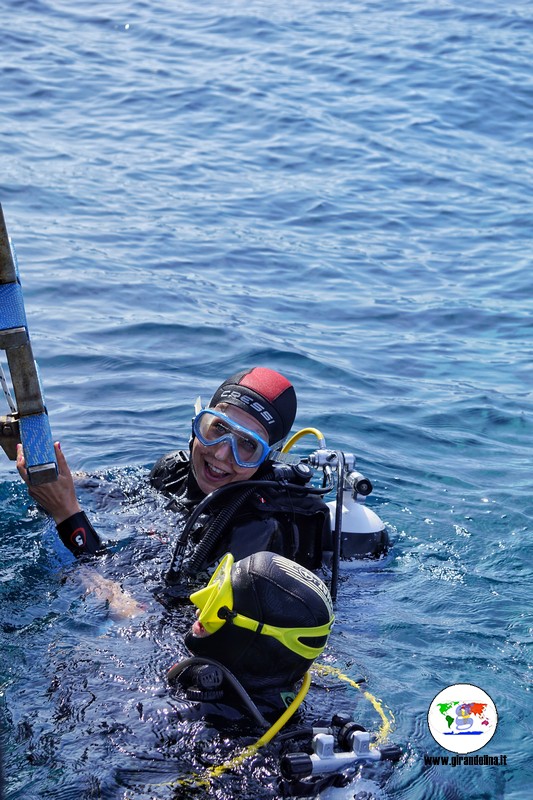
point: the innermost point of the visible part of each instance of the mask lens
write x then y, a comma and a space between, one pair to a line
215, 595
248, 448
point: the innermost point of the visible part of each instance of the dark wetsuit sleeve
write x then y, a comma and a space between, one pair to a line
79, 536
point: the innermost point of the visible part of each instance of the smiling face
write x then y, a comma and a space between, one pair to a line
213, 465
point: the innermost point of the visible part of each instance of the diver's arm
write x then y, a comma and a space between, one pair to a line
59, 500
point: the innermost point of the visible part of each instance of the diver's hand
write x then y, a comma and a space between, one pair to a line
57, 498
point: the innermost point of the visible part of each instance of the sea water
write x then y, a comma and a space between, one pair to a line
340, 191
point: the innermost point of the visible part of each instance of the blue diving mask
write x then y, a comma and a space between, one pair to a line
249, 450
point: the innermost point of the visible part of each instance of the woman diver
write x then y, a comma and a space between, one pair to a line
229, 485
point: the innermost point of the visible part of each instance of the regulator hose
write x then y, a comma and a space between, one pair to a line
218, 525
214, 531
175, 671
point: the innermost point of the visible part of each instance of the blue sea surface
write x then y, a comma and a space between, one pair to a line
340, 191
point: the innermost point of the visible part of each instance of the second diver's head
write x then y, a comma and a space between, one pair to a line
264, 617
248, 417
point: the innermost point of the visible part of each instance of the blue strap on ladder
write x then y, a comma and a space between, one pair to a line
29, 423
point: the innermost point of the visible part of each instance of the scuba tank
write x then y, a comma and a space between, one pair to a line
362, 533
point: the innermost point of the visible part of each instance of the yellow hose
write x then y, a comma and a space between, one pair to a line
235, 761
296, 436
386, 723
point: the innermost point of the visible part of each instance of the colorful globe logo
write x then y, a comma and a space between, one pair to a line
462, 718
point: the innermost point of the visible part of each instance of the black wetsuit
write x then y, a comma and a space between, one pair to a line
279, 519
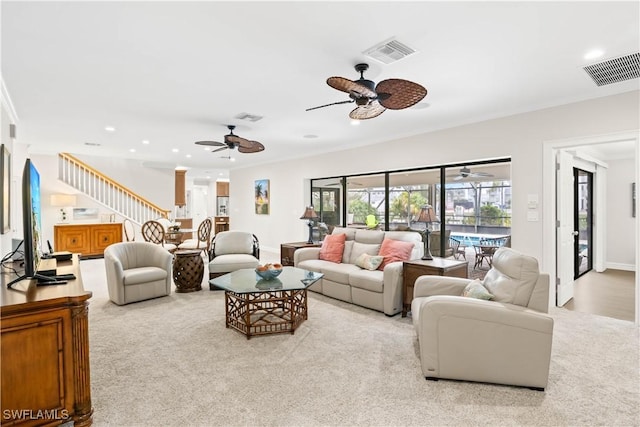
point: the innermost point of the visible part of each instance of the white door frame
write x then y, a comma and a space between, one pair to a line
549, 203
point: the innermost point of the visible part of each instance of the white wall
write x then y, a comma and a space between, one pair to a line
621, 227
519, 137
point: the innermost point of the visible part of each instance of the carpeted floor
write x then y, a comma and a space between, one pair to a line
171, 362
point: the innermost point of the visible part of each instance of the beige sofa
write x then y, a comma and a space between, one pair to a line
506, 340
377, 290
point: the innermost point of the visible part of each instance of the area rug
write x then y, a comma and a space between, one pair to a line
171, 362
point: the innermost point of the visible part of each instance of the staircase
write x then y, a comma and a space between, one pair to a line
106, 191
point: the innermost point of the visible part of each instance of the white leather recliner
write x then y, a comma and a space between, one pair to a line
506, 340
137, 271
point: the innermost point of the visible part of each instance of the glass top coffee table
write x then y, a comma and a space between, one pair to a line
255, 306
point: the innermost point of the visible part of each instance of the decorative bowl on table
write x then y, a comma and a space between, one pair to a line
269, 271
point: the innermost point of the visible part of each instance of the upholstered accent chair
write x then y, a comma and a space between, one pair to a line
499, 332
137, 271
231, 251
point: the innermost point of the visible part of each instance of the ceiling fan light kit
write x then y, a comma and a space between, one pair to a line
371, 99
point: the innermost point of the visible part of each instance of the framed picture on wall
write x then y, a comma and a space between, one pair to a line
261, 188
5, 194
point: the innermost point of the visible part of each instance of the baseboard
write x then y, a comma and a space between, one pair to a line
620, 266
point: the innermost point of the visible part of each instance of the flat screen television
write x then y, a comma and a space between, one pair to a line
31, 223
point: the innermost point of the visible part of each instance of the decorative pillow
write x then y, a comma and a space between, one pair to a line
332, 248
362, 248
369, 262
475, 290
394, 250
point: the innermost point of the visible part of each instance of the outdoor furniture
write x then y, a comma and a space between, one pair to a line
154, 232
506, 340
137, 271
458, 248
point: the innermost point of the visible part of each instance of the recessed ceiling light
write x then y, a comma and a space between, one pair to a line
593, 54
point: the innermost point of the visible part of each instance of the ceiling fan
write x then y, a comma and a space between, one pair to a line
232, 141
371, 99
465, 172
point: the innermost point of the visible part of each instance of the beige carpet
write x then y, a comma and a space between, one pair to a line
171, 362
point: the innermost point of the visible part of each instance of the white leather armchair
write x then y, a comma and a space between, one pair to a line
137, 271
231, 251
503, 341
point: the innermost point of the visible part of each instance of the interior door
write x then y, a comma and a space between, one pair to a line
565, 233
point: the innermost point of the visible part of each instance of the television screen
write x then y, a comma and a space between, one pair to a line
31, 222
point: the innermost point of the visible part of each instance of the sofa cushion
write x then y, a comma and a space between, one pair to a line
394, 250
346, 255
332, 248
474, 289
349, 232
512, 276
362, 248
369, 236
135, 276
369, 262
338, 273
368, 280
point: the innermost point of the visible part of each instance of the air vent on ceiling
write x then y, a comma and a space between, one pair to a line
389, 51
249, 117
615, 70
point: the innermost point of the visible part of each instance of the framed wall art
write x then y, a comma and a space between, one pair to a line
262, 196
5, 193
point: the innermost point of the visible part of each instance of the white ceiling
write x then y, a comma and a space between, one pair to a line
177, 72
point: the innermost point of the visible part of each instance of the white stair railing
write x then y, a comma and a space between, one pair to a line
106, 191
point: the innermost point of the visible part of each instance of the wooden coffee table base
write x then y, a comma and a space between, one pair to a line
267, 312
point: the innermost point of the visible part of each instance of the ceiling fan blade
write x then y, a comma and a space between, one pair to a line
210, 143
369, 111
398, 94
255, 147
348, 86
327, 105
226, 147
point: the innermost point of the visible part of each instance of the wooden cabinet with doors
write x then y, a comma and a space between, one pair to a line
88, 240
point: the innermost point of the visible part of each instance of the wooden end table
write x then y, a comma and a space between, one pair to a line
287, 250
188, 270
413, 269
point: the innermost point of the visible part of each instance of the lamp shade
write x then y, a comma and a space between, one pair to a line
63, 200
427, 215
309, 213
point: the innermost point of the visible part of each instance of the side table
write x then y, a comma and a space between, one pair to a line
413, 269
188, 270
287, 250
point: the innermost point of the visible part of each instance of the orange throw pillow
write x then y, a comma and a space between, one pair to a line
394, 250
332, 248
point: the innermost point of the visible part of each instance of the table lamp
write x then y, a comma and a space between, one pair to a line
427, 215
310, 215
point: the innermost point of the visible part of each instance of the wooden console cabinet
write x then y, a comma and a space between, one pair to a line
88, 240
45, 352
413, 269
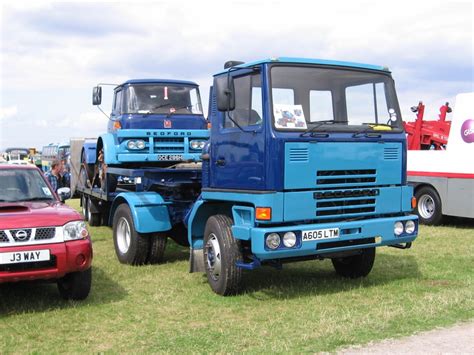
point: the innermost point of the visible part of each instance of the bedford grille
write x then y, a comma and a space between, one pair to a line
343, 178
345, 202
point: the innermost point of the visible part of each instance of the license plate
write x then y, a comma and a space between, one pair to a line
170, 157
24, 256
319, 234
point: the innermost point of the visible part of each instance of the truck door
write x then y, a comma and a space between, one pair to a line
237, 143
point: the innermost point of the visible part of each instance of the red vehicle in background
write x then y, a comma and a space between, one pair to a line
40, 236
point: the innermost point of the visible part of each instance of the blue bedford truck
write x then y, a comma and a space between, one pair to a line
306, 159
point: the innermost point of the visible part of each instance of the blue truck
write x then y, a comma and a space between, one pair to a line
306, 159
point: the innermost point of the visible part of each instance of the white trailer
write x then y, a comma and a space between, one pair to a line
444, 179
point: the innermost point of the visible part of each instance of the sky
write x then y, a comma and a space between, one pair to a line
53, 53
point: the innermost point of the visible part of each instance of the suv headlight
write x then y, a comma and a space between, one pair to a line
75, 230
197, 144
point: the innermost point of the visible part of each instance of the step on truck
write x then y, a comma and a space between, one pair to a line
149, 156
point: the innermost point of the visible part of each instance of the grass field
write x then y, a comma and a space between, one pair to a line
304, 307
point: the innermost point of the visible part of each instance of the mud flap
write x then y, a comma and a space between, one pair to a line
196, 260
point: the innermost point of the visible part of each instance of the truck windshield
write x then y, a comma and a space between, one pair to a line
162, 99
23, 185
333, 99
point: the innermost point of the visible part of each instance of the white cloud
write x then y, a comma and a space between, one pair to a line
6, 112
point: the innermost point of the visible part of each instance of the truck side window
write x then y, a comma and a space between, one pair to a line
248, 102
320, 105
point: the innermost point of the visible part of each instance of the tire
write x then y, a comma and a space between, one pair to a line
94, 219
355, 266
85, 207
131, 247
428, 206
221, 252
157, 248
76, 285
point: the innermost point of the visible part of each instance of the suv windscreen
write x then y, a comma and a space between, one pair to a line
162, 99
333, 99
23, 185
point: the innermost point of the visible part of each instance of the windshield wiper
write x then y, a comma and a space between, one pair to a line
370, 127
316, 125
35, 199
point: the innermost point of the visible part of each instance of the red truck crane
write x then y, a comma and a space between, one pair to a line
425, 135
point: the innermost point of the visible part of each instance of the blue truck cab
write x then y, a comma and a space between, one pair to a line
154, 122
306, 160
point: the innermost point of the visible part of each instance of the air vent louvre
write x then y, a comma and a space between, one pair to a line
391, 153
300, 155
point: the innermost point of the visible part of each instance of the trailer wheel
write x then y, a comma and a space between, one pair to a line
93, 218
131, 247
355, 266
76, 285
85, 208
428, 206
157, 248
221, 252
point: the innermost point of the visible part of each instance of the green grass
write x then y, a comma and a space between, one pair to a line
303, 308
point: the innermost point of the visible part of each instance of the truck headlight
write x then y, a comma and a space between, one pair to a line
289, 239
272, 241
136, 144
398, 228
197, 144
410, 227
75, 230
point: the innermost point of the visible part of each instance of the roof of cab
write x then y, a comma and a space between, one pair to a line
310, 61
159, 81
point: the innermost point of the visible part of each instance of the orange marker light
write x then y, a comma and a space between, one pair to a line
263, 213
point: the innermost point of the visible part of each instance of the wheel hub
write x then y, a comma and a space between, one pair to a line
123, 235
426, 206
213, 257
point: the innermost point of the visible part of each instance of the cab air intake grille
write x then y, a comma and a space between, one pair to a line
391, 153
299, 155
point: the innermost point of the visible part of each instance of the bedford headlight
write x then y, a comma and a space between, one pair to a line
410, 227
272, 241
196, 144
398, 228
75, 230
289, 239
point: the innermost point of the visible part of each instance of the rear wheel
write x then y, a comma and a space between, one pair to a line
131, 247
355, 266
428, 206
76, 285
221, 253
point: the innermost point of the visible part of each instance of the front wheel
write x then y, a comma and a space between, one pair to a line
76, 285
355, 266
131, 247
428, 206
221, 253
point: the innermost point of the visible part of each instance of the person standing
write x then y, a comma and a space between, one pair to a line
54, 175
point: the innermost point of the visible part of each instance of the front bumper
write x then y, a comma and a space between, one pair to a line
351, 237
65, 257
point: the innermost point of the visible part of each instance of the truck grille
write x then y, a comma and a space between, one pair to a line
345, 178
345, 202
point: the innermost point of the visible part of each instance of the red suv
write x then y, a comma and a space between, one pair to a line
40, 236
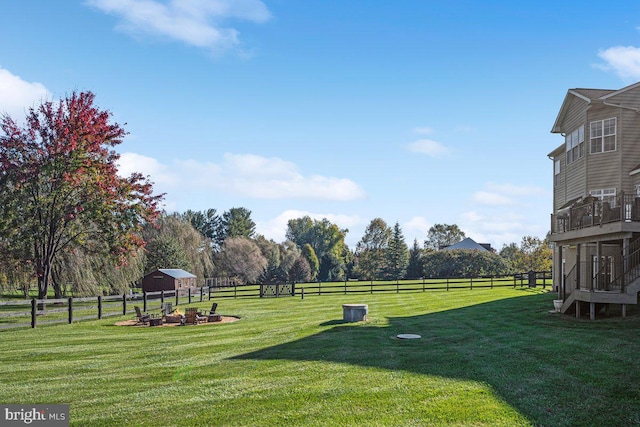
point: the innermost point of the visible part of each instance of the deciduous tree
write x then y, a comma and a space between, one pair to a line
★ ★ ★ ★
Stated problem — From the material above, write out exactly the lines from the line with "air intake grille" through the closing line, inclusive, and no pictures.

Task output —
point: the innermost point of the visible part of each instance of the cab air intake grille
write x then y, a comma and a space between, one pair to a line
391, 153
299, 155
point: the innermost point of the visible part of each instance of the bedford headlight
write x then y, a comma and a space between, one pair to a line
410, 227
272, 241
196, 144
398, 228
75, 230
289, 239
point: the innermost point of the visible part of each instance of the rear wheel
write x then y, a comma and a space between, one pair to a line
131, 247
355, 266
428, 206
76, 285
221, 253
point: the innermost point of the visible part of each instance of the front wheel
write x then y, a comma and a space between, one pair to a line
76, 285
355, 266
131, 247
428, 206
221, 253
point: the innermost point of the visible part of each instance of the person standing
write x then y, a comma and a space between, one pair to a line
54, 175
point: the innermost point of the visible part of each instance of the front bumper
write x then y, a comma and a space between, one pair to a line
351, 237
65, 257
point: the innermost point of the visible part of each instance of the truck grille
write x then y, a comma and a space between, one pair to a line
345, 178
345, 202
point: the innermost point of the visible part of each instance of the red suv
write x then y, a comma and a space between, one pair to a line
40, 236
point: the innermost point of the visible part of each instance of the deciduous tree
write x then y, a comma and a space between, one pair to a line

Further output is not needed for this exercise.